Can you reproduce the material below line for line, changing nothing? Leave the pictures out of your copy.
__________
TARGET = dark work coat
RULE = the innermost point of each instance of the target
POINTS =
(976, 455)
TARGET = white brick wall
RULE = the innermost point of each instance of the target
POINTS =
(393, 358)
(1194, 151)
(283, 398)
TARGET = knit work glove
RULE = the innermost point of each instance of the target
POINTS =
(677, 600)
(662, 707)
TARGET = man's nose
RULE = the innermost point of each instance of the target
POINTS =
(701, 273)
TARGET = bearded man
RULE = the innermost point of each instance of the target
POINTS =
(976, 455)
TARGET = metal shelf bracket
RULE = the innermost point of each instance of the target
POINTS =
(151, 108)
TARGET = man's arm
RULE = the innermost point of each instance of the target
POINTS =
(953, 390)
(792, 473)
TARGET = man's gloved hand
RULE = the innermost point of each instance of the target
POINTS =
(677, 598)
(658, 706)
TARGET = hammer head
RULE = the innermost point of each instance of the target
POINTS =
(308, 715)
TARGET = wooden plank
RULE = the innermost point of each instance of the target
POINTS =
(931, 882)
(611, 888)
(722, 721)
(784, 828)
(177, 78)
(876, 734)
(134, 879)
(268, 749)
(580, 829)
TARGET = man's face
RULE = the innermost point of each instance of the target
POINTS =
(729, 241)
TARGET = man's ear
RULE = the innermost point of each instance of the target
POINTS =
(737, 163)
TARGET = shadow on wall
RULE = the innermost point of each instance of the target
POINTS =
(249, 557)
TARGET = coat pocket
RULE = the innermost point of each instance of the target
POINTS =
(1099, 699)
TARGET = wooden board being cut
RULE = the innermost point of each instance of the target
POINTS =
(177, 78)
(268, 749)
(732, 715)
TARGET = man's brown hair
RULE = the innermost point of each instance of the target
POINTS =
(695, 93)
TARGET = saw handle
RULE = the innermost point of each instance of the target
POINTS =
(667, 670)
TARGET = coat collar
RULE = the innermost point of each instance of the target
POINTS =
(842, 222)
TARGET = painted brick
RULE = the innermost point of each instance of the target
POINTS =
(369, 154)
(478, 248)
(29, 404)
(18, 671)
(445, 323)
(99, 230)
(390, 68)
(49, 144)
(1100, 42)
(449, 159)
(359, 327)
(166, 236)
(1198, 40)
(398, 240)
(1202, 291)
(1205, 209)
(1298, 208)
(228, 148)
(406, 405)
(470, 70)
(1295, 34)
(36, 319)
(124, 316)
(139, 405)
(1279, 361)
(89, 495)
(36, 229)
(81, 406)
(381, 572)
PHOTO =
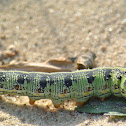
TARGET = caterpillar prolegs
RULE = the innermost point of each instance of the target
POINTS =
(60, 86)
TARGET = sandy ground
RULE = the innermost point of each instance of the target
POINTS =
(44, 29)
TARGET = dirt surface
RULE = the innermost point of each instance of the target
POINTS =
(44, 29)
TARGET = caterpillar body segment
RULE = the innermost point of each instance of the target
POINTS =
(60, 86)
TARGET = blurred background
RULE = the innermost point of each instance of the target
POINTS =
(37, 30)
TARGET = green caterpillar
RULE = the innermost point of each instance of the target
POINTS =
(60, 86)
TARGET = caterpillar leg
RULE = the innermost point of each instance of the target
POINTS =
(31, 102)
(102, 99)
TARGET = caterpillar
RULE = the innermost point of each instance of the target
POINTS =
(60, 86)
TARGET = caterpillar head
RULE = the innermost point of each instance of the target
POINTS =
(123, 86)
__________
● **Written answer**:
TARGET = dark work coat
RULE = the innermost point of each instance of the target
POINTS =
(976, 455)
TARGET = white brick wall
RULE = the innermost point of each instance of the target
POINTS =
(393, 358)
(1194, 151)
(283, 398)
TARGET = knit work glove
RULE = the innermost point of each instance of the target
POINTS =
(677, 600)
(662, 707)
TARGET = man's nose
RULE = the innermost point of each instance of the target
POINTS =
(701, 273)
TARGET = bearded man
RULE = the innermost point of each instance of the target
POINTS =
(976, 455)
TARGET = metal shelf bracket
RULE = the innermost point of each instance of the target
POINTS =
(151, 108)
TARGET = man's arm
RULE = the innermost point of each instance of the target
POINTS =
(953, 390)
(792, 473)
TARGET = man's gloved hand
RULE = the innermost point of each instance of the target
POINTS =
(677, 598)
(658, 706)
TARGET = hammer head
RULE = the innermost point of each instance of the target
POINTS =
(308, 715)
TARGET = wooden plank
RULE = the innermost point of each instance of the target
POINTS =
(931, 882)
(611, 888)
(722, 721)
(784, 828)
(177, 78)
(876, 734)
(134, 879)
(268, 749)
(580, 829)
TARGET = man's face
RULE = the innermost point of each instance of the target
POINTS =
(729, 241)
TARGET = man's ear
RULE = the innermost point of each instance of the target
POINTS =
(737, 163)
TARGET = shadow on wall
RULE = the innermost point of each instance of the target
POINTS =
(249, 557)
TARGET = coat pocket
RULE = the innermost point of each instance of the target
POINTS =
(1099, 699)
TARGET = wooden board being cut
RULE = the innermost point of each instance of the target
POINTS =
(177, 78)
(268, 749)
(732, 715)
TARGET = man's brown hair
RULE = the innermost point of each instance of the target
POINTS =
(695, 93)
TARGET = saw handle
RULE = the innermost point of each instance of the target
POINTS =
(667, 670)
TARGET = coat collar
RULE = the innermost point of each instance of the target
POINTS =
(842, 222)
TARGET = painted brick
RULE = the innermost point of each instance of the target
POINTS =
(369, 154)
(478, 248)
(29, 404)
(18, 671)
(445, 323)
(99, 230)
(390, 68)
(49, 144)
(1100, 42)
(449, 159)
(359, 327)
(166, 236)
(1198, 40)
(398, 240)
(1202, 291)
(1205, 209)
(1298, 208)
(228, 148)
(406, 405)
(470, 70)
(1295, 34)
(36, 319)
(124, 316)
(139, 405)
(1279, 361)
(89, 495)
(36, 229)
(81, 406)
(381, 572)
PHOTO =
TARGET = caterpillar prolegs
RULE = the innermost point of each instance of the target
POINTS =
(60, 86)
TARGET = sandy ground
RULE = the innermost point of each instance of the target
POINTS =
(44, 29)
TARGET = dirt surface
RULE = the innermost point of each instance of the target
POINTS =
(44, 29)
TARGET = caterpillar body segment
RULE = the innermost point of each instance of the target
POINTS =
(60, 86)
TARGET = blurred background
RULE = the innermost point of each instance of the target
POINTS =
(37, 30)
TARGET = green caterpillar
RULE = the innermost point of each instance of the target
POINTS =
(60, 86)
TARGET = caterpillar leg
RULE = the innermost point of each instance of the target
POINTS =
(31, 102)
(102, 99)
TARGET = caterpillar
RULE = the innermost point of each instance of the target
POINTS =
(60, 86)
TARGET = caterpillar head
RULE = the innermost point of each instance of the target
POINTS =
(123, 86)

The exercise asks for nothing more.